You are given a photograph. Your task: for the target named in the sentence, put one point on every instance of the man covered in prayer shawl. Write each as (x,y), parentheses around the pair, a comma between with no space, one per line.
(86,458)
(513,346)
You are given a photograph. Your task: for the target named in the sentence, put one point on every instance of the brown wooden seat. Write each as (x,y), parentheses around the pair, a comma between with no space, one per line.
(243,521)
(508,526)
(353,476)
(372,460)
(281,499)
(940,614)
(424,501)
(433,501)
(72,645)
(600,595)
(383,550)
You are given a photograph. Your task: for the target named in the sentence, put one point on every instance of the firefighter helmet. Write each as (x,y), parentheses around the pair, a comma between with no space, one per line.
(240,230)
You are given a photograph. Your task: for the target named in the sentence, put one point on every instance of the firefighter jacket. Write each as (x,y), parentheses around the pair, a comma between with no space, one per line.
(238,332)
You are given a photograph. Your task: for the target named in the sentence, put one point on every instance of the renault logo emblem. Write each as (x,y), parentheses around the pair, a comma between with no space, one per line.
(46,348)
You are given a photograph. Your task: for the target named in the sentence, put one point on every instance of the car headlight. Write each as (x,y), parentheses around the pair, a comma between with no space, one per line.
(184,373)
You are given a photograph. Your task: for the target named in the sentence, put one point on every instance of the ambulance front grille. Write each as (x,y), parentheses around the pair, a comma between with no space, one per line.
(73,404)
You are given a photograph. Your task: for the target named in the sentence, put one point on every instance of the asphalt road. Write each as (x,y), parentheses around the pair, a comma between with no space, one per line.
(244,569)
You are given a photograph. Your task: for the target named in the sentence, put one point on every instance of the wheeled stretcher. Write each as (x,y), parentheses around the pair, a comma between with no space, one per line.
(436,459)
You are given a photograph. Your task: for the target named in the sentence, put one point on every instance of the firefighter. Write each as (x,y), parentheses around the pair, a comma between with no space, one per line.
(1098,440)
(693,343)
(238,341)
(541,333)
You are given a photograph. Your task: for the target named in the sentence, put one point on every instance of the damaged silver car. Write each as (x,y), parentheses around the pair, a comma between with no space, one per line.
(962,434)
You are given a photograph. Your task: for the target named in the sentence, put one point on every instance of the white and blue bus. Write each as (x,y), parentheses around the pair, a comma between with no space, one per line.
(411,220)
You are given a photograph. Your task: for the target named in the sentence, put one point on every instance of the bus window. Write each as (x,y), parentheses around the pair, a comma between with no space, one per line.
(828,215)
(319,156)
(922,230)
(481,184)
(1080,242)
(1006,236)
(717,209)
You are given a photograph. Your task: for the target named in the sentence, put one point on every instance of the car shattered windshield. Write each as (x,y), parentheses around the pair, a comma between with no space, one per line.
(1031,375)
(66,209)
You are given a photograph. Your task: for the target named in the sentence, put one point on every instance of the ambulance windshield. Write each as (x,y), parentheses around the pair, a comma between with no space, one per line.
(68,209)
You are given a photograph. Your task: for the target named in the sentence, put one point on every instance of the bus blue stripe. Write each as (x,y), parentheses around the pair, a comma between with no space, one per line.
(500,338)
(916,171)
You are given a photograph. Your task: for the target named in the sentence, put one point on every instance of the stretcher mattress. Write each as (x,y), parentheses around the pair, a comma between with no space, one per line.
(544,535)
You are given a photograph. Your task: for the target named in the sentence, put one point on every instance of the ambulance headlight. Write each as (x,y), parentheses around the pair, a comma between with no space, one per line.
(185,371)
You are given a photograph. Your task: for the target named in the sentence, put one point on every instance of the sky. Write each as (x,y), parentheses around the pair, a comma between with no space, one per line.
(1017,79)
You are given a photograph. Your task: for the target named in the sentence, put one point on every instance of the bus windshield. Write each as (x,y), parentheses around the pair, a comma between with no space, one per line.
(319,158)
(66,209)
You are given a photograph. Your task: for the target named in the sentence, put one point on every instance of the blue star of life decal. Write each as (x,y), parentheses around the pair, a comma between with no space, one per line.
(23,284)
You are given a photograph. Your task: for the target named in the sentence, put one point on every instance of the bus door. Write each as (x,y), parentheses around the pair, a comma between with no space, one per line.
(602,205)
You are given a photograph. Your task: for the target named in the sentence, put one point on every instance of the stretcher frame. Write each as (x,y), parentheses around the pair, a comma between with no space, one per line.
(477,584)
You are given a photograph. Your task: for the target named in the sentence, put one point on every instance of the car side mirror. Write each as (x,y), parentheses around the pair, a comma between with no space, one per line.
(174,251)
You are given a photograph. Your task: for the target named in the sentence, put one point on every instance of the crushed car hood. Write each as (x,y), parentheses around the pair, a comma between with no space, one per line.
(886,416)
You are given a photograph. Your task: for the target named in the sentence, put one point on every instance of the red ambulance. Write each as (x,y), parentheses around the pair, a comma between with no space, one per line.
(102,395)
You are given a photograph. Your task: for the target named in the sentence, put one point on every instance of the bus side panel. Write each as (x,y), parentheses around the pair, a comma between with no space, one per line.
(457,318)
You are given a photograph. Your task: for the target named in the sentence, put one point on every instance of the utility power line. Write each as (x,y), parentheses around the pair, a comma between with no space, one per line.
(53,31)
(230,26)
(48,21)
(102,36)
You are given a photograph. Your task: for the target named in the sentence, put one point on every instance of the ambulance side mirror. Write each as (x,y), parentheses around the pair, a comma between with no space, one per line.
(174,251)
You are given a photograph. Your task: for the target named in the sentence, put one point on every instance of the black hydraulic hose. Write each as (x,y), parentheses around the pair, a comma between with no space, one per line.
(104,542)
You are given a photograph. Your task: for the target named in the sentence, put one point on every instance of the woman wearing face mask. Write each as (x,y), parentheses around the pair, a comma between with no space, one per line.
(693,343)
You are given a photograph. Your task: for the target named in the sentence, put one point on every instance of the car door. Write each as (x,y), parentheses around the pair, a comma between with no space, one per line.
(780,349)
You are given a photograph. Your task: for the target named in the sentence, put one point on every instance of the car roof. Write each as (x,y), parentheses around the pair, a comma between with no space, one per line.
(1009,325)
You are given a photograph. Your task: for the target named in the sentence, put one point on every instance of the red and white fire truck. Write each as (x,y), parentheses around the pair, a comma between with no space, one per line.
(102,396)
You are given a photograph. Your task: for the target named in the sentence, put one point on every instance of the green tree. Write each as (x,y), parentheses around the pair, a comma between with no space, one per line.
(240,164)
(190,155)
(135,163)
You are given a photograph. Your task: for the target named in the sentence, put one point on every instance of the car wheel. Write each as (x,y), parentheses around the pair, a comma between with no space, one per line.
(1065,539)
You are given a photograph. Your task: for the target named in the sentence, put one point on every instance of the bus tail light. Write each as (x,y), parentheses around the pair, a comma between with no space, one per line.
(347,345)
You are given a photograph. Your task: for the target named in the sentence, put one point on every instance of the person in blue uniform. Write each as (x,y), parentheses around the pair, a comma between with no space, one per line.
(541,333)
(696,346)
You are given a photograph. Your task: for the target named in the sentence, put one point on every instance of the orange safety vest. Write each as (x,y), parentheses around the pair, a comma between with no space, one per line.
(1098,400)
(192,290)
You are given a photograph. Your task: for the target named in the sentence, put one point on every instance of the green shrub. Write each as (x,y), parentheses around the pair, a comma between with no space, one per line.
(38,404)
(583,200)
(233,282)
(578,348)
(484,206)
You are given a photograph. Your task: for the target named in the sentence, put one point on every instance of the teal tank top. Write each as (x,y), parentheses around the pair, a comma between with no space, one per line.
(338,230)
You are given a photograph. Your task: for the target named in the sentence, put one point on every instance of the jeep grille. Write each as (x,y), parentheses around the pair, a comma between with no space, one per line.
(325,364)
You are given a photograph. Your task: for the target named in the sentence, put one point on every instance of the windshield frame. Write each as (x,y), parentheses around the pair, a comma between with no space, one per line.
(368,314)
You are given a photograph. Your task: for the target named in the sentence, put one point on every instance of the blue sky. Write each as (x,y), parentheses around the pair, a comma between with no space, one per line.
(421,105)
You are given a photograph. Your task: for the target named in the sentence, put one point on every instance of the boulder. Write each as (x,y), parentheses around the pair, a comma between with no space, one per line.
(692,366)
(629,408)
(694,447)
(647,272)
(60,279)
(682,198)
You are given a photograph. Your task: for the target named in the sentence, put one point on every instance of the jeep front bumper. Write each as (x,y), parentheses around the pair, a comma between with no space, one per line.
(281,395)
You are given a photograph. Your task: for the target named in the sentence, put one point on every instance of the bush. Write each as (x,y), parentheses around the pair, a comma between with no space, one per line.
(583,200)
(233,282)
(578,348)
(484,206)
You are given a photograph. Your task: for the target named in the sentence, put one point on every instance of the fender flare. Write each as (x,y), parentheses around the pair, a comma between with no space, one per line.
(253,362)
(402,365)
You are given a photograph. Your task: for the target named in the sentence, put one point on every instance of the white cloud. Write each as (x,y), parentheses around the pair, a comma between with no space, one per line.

- WHAT NEEDS TO BE DONE:
Once you reach the line that holds "of the bush.", print it and every line after it through the end of the records, word for word.

- WRITTEN SOLUTION:
You are given a photograph. Your task: for the target named in the sentence, put one point on every instance of the bush. Write each as (x,y), parentheses around the pair, a comma between with no space, one per line.
(583,200)
(233,282)
(578,348)
(484,206)
You are given a photograph. Your task: for the target named in the sentence, put one point on every instance of the fender flare. Write each as (x,y), parentheses around the pair, a comma between with no space, one per line.
(253,362)
(402,365)
You are given a photograph. Your task: for the target named in the sentence, put one point on every instance of the white cloud. Write each as (x,y), parentheses around the pair, a comma between with no space, one per line.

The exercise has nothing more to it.